● **Página**:
--------------------------------

Pelas razões expostas:

a) Concede-se parcial provimento ao presente recurso e, consequentemente, fixa-se em 33.000,00€ (trinta e três mil euros), a obrigação de indemnização aos credores, por parte do Requerido, AA. Isto, sem prejuízo do regime de solidariedade legalmente estabelecido.

b) Quanto ao mais, nega-se provimento ao presente recurso e confirma-se o decidido na sentença recorrida.


*

- Em função deste resultado, as custas deste recurso serão suportadas pelo Apelante e Apelada/Requerida, na proporção de 1/3 e 2/3, respetivamente – artigo 527.º, n.ºs 1 e 2, do CPC.


Porto, 19/3/2024
João Diogo Rodrigues
Maria Eiró
João Ramos Lopes
_______________
[1] Isto, sem prejuízo da responsabilização dos técnicos oficiais de contas e revisores oficiais de contas (artigo 189.º, n.º 2, al. a), do CIRE
[2] Foi esta a conclusão também retirada no Ac. RG de 18/12/2017, Processo n.º 92/16.0T8MTR-B.G1, consultável em www.dgsi.pt, elaborado pelo ora relator.
[3] Neste sentido, Luís Manuel Teles de Menezes Leitão, Direito da Insolvência, 2013, 5ª edição, Almedina, pág. 255.
[4] Neste sentido, Luís A. Carvalho Fernandes e João Labareda, Código da Insolvência e da Recuperação de Empresas Anotado, 2ª edição, Quid Juris, pág. 734.
[5] Ob cit., pág. 737.
[6] Proferido no Processo n.º 1430/13.3TBFIG-C.C1, e consultável em www.dgsi.pt
[7]Nota 14 do Acórdão transcrito: “Artículo 172 bis Responsabilidad concursal:
1. Cuando la sección de calificación hubiera sido formada o reabierta como consecuencia de la apertura de la fase de liquidación, el juez podrá condenar a todos o a algunos de los administradores, liquidadores, de derecho o de hecho, o apoderados generales, de la persona jurídica concursada, así como los socios que se hayan negado sin causa razonable a la capitalización de créditos o una emisión de valores o instrumentos convertibles en los términos previstos en el número 4.º del artículo 165, que hubieran sido declarados personas afectadas por la calificación a la cobertura, total o parcial, del déficit, en la medida que la conducta que ha determinado la calificación culpable haya generado o agravado la insolvencia.
Si el concurso hubiera sido ya calificado como culpable, en caso de reapertura de la sección sexta por incumplimiento del convenio, el juez atenderá para fijar la condena al déficit del concurso tanto a los hechos declarados probados en la sentencia de calificación como a los determinantes de la reapertura.
En caso de pluralidad de condenados, la sentencia deberá individualizar la cantidad a satisfacer por cada uno de ellos, de acuerdo con la participación en los hechos que hubieran determinado la calificación del concurso.
É a mesma a solução francesa – cf. Article L651-2 do Code de Commerce, na redacção da Lei n.º 2010-1512, de 9 de Dezembro de 2010”.
[8] Nota 15 do mesmo Aresto: “Cf. declarações de voto apostas ao acórdão proferido pelo Tribunal Supremo, Sala de lo civil, pleno, no recurso de cassação 473/2013, acessível em Buscador del sistema de jurisprudência”.
[9] Obra já citada, pág. 738.
[10] O Ac. RG de 19/01/2017, Processo n.º 391/16.1T8GMR-C.G1, consultável em www.dgsi, parece inclinar-se neste sentido, mas com uma fundamentação diversa da que já referimos ser sustentada pelo Tribunal da Relação de Coimbra, no Aresto já indicado.

--------------------------------

● **Dados fornecidos**:
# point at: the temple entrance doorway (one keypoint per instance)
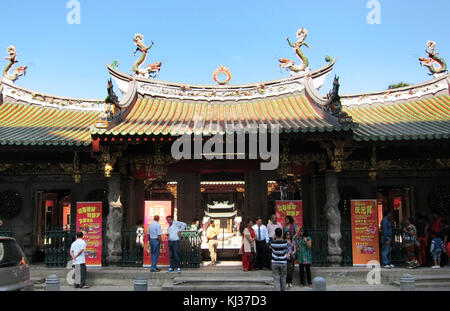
(53, 213)
(223, 201)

--------------------------------

● **Tarefas escritas**:
1) Qual é o valor da obrigação de indemnização aos credores que a página fixa por parte do Requerido?
2) Por favor, transcreva da página o trecho entre "[10] O Ac. RG" e "Aresto já indicado.", inclusive.

● **Respostas finais**:
1) 33.000,00€ (trinta e três mil euros).

2)
[10] O Ac. RG de 19/01/2017, Processo n.º 391/16.1T8GMR-C.G1, consultável em www.dgsi, parece inclinar-se neste sentido, mas com uma fundamentação diversa da que já referimos ser sustentada pelo Tribunal da Relação de Coimbra, no Aresto já indicado.